## Texte source

※

Considérant en droit :  
 
1.  
Le recours en matière de droit public a été déposé en temps utile (art. 100 LTF) et en la forme prévue (art. 42 LTF) à l'encontre d'un arrêt final (art. 90 LTF) rendu dans une cause de droit public (art. 82 let. a LTF), par une autorité cantonale de dernière instance (art. 86 al. 1 let. d LTF), par l'intéressée qui a la qualité pour recourir (art. 89 al. 1 LTF). Il convient donc d'entrer en matière (cf. également art. 89 LDFR qui prévoit expressément la voie du recours en matière de droit public). 
 
2.  
Saisi d'un recours en matière de droit public, le Tribunal fédéral examine librement la violation du droit fédéral et du droit international (cf. art. 95 let. a et b, ainsi que 106 al. 1 LTF), sous réserve des exigences de motivation figurant aux art. 42 et 106 al. 2 LTF. Il y procède en se fondant sur les faits constatés par l'autorité précédente (cf. art. 105 al. 1 LTF), à moins que ces faits n'aient été établis de façon manifestement inexacte ou en violation du droit au sens de l'art. 95 LTF (cf. art. 105 al. 2 LTF). 
 
3.  
Sur le fond, le litige porte sur la question de la soumission à la LDFR d'une parcelle sise en zone agricole, mais incluse dans un plan d'extraction d'une gravière pour une période limitée dans le temps, avec une possibilité d'exploitation en tant que gravière, au plus tôt, à partir de 2054. La recourante et la Commission foncière agricole considèrent que l'entrée en vigueur du plan d'extraction a pour effet de sortir la parcelle du champ d'application de la LDFR, alors que la Cour de justice, l'Office cantonal, l'Office fédéral de l'agriculture, ainsi que l'Office fédéral de la justice estiment que cette sortie n'interviendra qu'au moment de l'entrée en force de l'autorisation d'exploiter, respectivement de l'exploitation effective de la gravière. 
 
4.  
On distingue entre le champ d'application territorial (ou local) et le champ d'application matériel de la LDFR (cf. ATF 132 III 515 consid. 3.2; arrêt 2C_543/2020 du 25 mai 2021 consid. 4). 
 
4.1. Le premier porte sur la nature de la zone en droit de l'aménagement du territoire. En effet, selon l'art. 2 al. 1 LDFR, cette loi s'applique aux immeubles agricoles isolés ou aux immeubles agricoles qui font partie d'une entreprise agricole, qui sont situés en dehors d'une zone à bâtir au sens de l'art. 15 de la loi fédérale du 22 juin 1979 sur l'aménagement du territoire (LAT; RS 700) (let. a) et dont l'utilisation agricole est licite (let. b).

※

## Lignes
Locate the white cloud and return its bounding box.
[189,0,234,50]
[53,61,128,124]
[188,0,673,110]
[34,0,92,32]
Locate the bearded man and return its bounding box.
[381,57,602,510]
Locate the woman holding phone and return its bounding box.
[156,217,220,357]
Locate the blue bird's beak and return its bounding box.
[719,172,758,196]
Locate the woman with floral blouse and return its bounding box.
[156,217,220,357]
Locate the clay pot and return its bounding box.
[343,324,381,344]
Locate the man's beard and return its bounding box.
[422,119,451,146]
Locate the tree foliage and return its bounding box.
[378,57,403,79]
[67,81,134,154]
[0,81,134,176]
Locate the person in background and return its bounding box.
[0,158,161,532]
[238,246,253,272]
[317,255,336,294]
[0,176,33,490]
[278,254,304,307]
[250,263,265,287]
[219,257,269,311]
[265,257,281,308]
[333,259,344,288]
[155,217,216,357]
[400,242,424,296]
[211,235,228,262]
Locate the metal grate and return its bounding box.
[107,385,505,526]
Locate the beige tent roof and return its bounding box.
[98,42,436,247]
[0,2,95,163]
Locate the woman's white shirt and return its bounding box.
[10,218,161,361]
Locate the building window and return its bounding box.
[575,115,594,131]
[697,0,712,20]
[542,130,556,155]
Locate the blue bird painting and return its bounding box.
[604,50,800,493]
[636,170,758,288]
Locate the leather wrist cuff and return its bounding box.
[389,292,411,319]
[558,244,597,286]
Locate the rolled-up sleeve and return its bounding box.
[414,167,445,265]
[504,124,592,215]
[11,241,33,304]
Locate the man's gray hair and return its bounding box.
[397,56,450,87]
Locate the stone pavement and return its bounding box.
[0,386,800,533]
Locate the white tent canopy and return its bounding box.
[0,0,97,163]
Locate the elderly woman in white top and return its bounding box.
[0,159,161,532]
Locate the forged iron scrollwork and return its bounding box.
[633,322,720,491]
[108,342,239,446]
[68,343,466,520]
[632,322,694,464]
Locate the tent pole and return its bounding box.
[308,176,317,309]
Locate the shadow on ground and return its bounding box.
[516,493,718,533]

※

## Objectifs
A) D'après le texte source, à partir de quelle année la parcelle pourrait-elle au plus tôt être exploitée en tant que gravière ?
B) Extrayez des enregistrements chaque ligne qui contient la chaîne « woman ». La casse compte.

## Réponses par tâche
A) À partir de 2054.

B)
Locate the woman holding phone and return its bounding box.
Locate the woman with floral blouse and return its bounding box.
Locate the woman's white shirt and return its bounding box.
Locate the elderly woman in white top and return its bounding box.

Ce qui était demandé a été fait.